## Stated task
Pick out each line in the records below that contains the word "detect" and copy those lines unchanged.

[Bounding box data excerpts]
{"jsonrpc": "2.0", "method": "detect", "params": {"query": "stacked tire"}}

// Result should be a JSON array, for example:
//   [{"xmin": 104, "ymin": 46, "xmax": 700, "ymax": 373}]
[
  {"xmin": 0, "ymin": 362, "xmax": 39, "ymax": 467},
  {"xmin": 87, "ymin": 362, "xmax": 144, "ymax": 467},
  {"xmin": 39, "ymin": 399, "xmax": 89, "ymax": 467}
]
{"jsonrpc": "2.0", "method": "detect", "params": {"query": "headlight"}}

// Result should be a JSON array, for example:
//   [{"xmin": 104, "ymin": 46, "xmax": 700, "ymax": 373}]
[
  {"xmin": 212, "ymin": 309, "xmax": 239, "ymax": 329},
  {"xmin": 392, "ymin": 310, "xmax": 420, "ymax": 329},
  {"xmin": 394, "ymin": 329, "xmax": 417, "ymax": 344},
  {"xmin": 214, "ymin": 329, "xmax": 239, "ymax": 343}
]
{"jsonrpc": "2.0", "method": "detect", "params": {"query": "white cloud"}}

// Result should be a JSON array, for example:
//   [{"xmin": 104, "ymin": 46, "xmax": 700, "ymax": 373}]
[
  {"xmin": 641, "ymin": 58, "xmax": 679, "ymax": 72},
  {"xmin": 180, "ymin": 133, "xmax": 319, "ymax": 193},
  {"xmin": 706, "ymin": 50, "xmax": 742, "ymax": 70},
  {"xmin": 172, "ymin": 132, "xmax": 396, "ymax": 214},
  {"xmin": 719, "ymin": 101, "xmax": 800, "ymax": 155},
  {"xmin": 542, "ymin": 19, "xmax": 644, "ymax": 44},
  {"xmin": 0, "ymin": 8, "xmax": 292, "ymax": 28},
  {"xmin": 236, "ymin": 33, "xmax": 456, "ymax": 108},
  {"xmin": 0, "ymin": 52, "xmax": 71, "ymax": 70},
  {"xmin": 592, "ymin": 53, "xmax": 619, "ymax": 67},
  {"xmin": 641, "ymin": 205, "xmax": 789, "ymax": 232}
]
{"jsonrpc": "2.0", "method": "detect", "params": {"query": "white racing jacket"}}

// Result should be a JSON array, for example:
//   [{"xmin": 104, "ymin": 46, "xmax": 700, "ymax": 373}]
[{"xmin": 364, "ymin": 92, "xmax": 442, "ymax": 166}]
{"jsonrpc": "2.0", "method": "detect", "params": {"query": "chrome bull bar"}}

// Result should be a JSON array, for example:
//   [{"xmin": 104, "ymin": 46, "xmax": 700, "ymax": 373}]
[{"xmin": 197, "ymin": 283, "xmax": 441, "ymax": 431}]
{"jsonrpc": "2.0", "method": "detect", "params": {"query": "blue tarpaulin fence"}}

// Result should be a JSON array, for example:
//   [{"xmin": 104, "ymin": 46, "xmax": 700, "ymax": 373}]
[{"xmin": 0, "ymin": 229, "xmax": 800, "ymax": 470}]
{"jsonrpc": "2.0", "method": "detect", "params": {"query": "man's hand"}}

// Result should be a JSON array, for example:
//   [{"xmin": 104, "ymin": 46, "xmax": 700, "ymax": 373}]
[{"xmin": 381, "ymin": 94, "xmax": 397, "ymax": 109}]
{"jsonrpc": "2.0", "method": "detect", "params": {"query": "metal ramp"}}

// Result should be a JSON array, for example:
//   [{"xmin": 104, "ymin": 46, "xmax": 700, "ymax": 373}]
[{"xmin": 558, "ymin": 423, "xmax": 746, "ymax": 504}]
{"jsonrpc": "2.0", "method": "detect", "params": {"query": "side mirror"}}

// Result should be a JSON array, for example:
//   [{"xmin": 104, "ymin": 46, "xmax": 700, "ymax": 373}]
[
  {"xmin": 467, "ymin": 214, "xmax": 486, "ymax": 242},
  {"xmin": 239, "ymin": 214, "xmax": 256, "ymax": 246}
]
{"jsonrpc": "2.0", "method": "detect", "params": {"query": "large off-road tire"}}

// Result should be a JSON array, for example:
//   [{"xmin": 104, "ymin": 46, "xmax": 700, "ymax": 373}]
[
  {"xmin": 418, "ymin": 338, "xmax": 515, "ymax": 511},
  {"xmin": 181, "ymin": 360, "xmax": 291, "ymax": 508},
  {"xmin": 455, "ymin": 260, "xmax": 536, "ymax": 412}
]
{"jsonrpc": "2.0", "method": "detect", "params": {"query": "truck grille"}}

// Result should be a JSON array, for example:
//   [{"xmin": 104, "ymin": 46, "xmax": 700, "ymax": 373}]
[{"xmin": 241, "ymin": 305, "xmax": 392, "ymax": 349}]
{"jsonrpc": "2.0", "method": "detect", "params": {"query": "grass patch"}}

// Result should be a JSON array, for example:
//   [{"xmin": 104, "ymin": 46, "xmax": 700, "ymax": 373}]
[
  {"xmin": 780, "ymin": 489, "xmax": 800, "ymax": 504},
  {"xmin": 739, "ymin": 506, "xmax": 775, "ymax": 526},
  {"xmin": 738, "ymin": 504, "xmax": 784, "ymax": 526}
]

## Answer to the exercise
{"jsonrpc": "2.0", "method": "detect", "params": {"query": "stacked tire"}}
{"jsonrpc": "2.0", "method": "detect", "params": {"query": "headlight"}}
{"jsonrpc": "2.0", "method": "detect", "params": {"query": "white cloud"}}
{"jsonrpc": "2.0", "method": "detect", "params": {"query": "white racing jacket"}}
{"jsonrpc": "2.0", "method": "detect", "params": {"query": "chrome bull bar"}}
{"jsonrpc": "2.0", "method": "detect", "params": {"query": "blue tarpaulin fence"}}
{"jsonrpc": "2.0", "method": "detect", "params": {"query": "man's hand"}}
{"jsonrpc": "2.0", "method": "detect", "params": {"query": "metal ramp"}}
{"jsonrpc": "2.0", "method": "detect", "params": {"query": "side mirror"}}
{"jsonrpc": "2.0", "method": "detect", "params": {"query": "large off-road tire"}}
{"jsonrpc": "2.0", "method": "detect", "params": {"query": "truck grille"}}
{"jsonrpc": "2.0", "method": "detect", "params": {"query": "grass patch"}}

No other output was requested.